§ Excerpt to read
Allegiant does something Spirit never figured out: they make customers feel like the low price is a gift, not a transaction that entitles the airline to treat them poorly. Customers say of Allegiant, as the J.D. Power data shows, that it’s “a great value for the money.” Not cheap. Value. That is a completely different emotional experience — and it is built through the consistency of service, not the consistency of low prices.
This is exactly what my X-Commandment Methodology is designed to build. The Never & Always standards, the Customer Experience Action Statement, the employee experience infrastructure — all of it exists to create the kind of consistent, relationship-driven experience that makes customers feel valued regardless of the price point. Whether you are a budget carrier or a luxury brand, the mechanism is the same: make your customers feel something that no competitor can replicate, and price becomes a secondary consideration.
The $500 Million Question Every Business Leader Should Be Asking Right Now
Spirit spent the final chapter of its existence trying to secure a $500 million government bailout. They needed half a billion dollars to survive a fuel price spike that other, better-run airlines absorbed as a serious but manageable challenge.

§ Given information
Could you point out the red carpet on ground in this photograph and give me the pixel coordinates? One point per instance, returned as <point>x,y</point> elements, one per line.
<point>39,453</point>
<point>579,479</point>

§ What to do
Write out the part of the airline passage between "Allegiant does something" and "of low prices.", inclusive. Work from the airline passage alone.

§ Task response
Allegiant does something Spirit never figured out: they make customers feel like the low price is a gift, not a transaction that entitles the airline to treat them poorly. Customers say of Allegiant, as the J.D. Power data shows, that it’s “a great value for the money.” Not cheap. Value. That is a completely different emotional experience — and it is built through the consistency of service, not the consistency of low prices.